# Passage
* BEGIN *

Yes! When Rocket Ships looked like Rocket Ships and the Future was still the Future. (And still something you might want to look forward to.)
posted by jfuller at 5:50 PM on December 13, 2006


Great stuff. Haven't read the text yet, but how does he explain dinosaurs on Venus?
posted by brundlefly at 5:56 PM on December 13, 2006


So that's what Nasa has planned for the moonbase - plastic domed atomic factories!
posted by EndsOfInvention at 6:33 PM on December 13, 2006


brundlefly said: ...how does he explain dinosaurs on Venus?

ERB (who coincidentally died in March 1950) may have had some popular influence on that idea with his Venus series. As Earth's sister planet, many sci-fi writers portrayed cloud-covered Venus overgrown with prehistoric, rainy tropical jungles, but their notions (alas) were finally disproven with Mariner 2's 1962 flyby.
posted by cenoxo at 6:56 PM on December 13, 2006


Yeah, we'll see how long that unique Venusian ecosystem lasts with dirty people and their roach-infested belongings waltzing off the ship from Earth.
posted by rolypolyman at 7:02 PM on December 13, 2006


Bonestell also did a background for Destination Moon (1950), America's "first major science-fiction film." I remember reading that the painting Bonestell did was something like fifteen feet long, and full of tiny details -- an incredible effort, but they wound up with that year's Academy Award for Visual Effects.
posted by booksandlibretti at 8:13 PM on December 13, 2006


Neat post, thanks, but is there something I'm not getting with that "cc" thing you seem to have invented? They go to the same page as the link just before them, it looks like.
posted by mediareport at 9:21 PM on December 13, 2006


cenoxo seems to have jumped on the superscript bandwagon to show Coral Cache links to the site in question. Coral Cache helps rickety websites to hold up under traffic (from places like here and Slashdot and Digg and stuff) by caching the site and spreading the load.

* END *

List every username that appears in a "posted by" line in the comment thread. The items after this point are separate from the comment thread and have nothing to do with it.

# Data rows

* BEGIN *

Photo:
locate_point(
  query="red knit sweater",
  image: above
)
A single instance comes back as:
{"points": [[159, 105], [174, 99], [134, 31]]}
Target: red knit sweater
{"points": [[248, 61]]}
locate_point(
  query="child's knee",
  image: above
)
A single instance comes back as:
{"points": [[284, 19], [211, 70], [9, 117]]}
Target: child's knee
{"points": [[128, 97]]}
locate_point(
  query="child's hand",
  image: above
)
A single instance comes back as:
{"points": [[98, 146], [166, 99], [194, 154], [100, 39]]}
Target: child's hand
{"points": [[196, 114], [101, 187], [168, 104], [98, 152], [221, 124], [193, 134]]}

* END *
* BEGIN *

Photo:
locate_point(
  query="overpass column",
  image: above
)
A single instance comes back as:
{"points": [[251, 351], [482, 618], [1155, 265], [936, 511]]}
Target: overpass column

* END *

# Response
jfuller, brundlefly, EndsOfInvention, cenoxo, rolypolyman, booksandlibretti, mediareport